— Start of DATA SHOWN —

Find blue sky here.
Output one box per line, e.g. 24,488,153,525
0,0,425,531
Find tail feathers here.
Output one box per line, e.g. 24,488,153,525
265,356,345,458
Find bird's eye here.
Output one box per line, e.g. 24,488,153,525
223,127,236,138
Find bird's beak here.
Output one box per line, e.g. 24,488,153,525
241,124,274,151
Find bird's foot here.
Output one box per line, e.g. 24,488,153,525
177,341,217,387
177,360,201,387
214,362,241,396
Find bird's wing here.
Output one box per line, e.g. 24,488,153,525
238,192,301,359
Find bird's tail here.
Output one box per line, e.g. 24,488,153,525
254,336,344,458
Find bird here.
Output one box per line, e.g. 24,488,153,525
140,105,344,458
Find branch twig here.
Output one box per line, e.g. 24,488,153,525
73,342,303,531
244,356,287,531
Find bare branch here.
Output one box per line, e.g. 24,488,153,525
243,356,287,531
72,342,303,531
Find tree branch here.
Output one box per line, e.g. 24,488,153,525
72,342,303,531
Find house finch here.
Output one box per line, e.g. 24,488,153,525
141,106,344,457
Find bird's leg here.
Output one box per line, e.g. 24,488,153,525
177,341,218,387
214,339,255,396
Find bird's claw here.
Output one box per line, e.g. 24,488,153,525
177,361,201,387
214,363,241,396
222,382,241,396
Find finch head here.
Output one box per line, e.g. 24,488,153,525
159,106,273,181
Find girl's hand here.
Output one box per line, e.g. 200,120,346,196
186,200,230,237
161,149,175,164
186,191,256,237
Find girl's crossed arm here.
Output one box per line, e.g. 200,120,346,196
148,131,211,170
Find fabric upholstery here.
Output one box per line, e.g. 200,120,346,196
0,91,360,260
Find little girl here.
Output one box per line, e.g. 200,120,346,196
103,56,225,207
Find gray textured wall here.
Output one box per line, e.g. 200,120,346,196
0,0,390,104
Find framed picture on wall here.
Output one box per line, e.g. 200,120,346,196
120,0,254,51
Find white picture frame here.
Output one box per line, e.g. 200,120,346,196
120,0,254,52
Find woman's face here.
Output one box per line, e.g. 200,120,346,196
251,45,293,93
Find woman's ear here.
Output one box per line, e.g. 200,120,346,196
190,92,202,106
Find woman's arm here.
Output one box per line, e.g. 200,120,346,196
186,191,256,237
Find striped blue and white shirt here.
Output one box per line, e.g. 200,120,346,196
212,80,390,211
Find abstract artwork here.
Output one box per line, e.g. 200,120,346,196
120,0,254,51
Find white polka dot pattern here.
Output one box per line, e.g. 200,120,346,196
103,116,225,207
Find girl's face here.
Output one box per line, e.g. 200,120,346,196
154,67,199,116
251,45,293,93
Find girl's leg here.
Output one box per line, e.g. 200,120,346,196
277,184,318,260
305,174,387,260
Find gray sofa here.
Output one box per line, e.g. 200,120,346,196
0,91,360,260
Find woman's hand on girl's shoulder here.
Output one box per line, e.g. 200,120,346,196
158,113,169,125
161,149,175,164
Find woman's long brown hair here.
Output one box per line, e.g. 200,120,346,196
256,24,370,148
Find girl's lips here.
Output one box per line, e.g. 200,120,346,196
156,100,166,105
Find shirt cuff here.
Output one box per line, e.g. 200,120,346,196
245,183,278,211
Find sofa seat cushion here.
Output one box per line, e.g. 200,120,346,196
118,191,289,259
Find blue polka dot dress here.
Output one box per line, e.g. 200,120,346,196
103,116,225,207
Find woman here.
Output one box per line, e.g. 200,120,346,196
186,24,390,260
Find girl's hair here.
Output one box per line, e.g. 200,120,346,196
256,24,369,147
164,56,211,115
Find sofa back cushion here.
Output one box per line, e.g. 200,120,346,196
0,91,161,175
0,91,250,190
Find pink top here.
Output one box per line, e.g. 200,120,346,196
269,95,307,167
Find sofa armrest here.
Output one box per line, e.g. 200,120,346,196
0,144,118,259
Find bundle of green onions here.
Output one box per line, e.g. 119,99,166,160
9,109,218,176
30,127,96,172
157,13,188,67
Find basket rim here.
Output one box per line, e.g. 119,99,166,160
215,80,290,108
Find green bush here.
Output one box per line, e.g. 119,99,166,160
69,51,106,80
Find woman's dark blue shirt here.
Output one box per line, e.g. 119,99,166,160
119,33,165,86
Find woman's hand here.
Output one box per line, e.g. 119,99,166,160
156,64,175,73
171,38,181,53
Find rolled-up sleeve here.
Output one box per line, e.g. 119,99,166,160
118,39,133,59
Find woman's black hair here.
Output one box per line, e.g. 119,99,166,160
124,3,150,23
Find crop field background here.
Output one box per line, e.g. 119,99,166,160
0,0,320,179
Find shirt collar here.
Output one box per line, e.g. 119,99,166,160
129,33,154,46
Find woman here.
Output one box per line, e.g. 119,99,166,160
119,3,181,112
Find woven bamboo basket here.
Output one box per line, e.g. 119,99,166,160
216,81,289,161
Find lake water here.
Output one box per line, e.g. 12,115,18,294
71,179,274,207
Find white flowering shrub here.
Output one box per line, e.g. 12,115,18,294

— End of DATA SHOWN —

→ GIVEN EXERCISE
Copy out the stretch from the line containing "Find sofa armrest here." through the line containing "69,51,106,80", swapping "rim" for "edge" and changing nothing else. Give only those lines.

→ FINAL RESULT
Find sofa armrest here.
Output one box per line, e.g. 200,120,346,196
0,144,118,259
Find bundle of green onions here.
Output one box per line, e.g. 119,99,166,160
9,109,218,176
30,127,96,172
157,13,188,67
Find basket edge here.
Output one box per line, e.g. 119,99,166,160
215,80,290,108
Find green bush here.
Output one box per line, e.g. 119,99,166,160
69,51,106,80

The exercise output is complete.